::: Provided records :::
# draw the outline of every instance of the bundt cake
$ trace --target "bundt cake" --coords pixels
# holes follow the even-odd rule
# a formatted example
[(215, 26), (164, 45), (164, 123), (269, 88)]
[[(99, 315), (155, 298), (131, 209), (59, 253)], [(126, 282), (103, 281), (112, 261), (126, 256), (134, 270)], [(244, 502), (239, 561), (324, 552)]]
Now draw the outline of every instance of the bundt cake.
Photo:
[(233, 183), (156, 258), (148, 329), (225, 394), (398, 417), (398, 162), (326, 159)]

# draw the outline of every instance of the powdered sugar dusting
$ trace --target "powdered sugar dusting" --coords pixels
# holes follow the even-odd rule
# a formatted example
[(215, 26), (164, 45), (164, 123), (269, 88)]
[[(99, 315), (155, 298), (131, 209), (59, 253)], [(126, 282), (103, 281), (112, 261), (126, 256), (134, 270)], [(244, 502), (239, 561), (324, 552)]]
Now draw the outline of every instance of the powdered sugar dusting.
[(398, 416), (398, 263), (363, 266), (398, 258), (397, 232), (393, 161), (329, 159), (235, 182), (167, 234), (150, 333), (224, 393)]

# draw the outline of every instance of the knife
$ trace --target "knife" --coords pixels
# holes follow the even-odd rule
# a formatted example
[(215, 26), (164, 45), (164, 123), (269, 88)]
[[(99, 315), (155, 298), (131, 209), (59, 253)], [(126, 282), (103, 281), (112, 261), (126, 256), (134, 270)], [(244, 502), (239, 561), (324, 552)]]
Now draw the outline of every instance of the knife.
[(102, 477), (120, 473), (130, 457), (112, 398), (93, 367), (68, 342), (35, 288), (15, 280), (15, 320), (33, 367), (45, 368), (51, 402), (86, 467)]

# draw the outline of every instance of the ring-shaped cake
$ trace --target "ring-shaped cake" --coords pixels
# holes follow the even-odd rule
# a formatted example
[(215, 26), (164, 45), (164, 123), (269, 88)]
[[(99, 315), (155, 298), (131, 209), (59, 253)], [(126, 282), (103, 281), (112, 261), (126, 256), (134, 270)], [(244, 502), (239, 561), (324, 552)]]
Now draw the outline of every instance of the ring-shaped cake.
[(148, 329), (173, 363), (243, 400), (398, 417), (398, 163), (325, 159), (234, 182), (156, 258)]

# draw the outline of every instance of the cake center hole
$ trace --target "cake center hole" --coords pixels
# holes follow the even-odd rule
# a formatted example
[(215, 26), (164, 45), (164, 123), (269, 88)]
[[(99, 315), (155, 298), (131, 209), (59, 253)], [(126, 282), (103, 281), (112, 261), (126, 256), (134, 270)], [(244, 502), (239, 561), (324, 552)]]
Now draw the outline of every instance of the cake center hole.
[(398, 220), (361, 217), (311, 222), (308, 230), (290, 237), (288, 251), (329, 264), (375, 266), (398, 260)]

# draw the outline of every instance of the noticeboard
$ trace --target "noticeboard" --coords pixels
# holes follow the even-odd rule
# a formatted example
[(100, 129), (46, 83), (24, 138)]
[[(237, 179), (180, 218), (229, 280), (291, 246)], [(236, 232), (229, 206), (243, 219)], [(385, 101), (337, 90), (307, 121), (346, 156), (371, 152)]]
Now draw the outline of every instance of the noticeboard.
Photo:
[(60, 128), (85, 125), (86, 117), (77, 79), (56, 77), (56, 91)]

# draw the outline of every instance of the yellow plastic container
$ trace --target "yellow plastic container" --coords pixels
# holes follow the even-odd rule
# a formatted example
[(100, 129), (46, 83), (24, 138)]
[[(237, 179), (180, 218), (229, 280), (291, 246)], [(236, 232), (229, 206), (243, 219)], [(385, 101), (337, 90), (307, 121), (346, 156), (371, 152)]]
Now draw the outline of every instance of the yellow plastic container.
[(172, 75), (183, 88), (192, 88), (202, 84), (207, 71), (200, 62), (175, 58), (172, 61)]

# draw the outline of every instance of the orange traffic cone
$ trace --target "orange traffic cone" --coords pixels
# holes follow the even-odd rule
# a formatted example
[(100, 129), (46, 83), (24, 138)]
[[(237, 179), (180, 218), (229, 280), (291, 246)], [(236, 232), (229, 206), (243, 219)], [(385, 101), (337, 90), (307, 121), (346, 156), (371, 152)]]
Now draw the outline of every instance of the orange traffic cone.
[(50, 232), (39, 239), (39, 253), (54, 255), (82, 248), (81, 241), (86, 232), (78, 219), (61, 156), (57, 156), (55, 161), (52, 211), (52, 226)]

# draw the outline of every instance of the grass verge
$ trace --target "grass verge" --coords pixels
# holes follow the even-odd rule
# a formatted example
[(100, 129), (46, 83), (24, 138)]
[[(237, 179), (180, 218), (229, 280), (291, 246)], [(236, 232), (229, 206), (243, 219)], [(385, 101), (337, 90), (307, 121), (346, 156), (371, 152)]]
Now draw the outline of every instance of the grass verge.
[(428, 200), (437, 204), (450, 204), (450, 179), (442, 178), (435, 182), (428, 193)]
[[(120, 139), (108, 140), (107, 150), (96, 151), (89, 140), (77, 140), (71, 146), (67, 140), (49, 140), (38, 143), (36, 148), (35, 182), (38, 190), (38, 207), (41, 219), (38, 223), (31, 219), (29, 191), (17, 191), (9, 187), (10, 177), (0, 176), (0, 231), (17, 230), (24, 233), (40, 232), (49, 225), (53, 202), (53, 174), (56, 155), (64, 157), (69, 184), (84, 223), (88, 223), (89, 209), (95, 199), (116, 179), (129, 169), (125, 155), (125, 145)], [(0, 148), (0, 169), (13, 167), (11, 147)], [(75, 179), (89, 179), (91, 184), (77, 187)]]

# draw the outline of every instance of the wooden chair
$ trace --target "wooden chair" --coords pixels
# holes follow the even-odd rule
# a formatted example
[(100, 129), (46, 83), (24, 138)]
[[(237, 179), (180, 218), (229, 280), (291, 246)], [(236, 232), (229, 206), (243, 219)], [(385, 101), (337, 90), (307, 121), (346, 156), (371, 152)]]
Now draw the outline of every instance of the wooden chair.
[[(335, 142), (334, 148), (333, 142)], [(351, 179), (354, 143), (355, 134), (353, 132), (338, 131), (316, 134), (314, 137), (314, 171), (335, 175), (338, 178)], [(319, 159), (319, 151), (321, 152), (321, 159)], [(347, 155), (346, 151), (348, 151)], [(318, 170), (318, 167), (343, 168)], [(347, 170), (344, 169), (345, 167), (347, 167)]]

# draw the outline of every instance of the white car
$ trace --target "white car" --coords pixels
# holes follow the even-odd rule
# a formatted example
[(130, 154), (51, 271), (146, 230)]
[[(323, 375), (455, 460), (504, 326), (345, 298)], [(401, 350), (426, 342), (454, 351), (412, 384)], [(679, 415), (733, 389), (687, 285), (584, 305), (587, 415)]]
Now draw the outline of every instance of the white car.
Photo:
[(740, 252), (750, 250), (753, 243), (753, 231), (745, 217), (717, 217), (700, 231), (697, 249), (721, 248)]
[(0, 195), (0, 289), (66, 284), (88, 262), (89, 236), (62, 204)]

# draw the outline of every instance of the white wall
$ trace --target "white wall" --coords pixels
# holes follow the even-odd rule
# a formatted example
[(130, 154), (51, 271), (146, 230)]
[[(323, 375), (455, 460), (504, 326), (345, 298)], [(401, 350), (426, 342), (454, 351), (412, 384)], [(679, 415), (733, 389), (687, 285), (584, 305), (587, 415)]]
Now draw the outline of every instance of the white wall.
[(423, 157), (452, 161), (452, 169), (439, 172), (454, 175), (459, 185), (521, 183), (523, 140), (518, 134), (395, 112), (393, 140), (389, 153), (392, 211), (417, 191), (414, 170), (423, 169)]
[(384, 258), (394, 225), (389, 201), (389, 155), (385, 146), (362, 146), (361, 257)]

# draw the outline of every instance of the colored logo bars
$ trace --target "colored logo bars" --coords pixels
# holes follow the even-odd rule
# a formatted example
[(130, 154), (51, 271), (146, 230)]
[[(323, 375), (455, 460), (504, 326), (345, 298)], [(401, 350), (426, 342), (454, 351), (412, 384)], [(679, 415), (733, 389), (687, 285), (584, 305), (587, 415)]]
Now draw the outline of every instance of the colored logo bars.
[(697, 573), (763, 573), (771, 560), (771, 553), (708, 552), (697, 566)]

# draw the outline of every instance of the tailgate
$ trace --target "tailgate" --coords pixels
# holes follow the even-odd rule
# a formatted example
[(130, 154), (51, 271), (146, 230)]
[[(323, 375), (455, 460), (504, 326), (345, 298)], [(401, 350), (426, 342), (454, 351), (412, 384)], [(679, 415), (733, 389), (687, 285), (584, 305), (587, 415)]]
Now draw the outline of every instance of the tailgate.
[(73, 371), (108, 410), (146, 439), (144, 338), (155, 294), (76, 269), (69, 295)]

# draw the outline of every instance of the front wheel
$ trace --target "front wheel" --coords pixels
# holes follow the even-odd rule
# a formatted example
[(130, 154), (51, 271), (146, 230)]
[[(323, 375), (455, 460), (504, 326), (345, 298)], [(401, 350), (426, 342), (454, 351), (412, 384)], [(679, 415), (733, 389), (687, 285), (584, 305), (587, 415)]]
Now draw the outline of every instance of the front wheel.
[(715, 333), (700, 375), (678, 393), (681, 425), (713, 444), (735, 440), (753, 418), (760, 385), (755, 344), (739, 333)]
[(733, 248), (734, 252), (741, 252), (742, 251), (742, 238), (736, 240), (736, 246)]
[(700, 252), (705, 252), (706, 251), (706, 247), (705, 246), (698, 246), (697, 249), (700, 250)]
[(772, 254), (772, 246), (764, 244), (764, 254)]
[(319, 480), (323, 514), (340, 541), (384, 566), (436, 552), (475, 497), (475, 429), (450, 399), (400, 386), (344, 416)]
:::
**Your objective:** Report each line in the preceding entries that holds the string "noticeboard".

**Exercise output:**
# draw the outline of every instance of the noticeboard
$ trace --target "noticeboard" --coords pixels
Now draw the outline of every instance of the noticeboard.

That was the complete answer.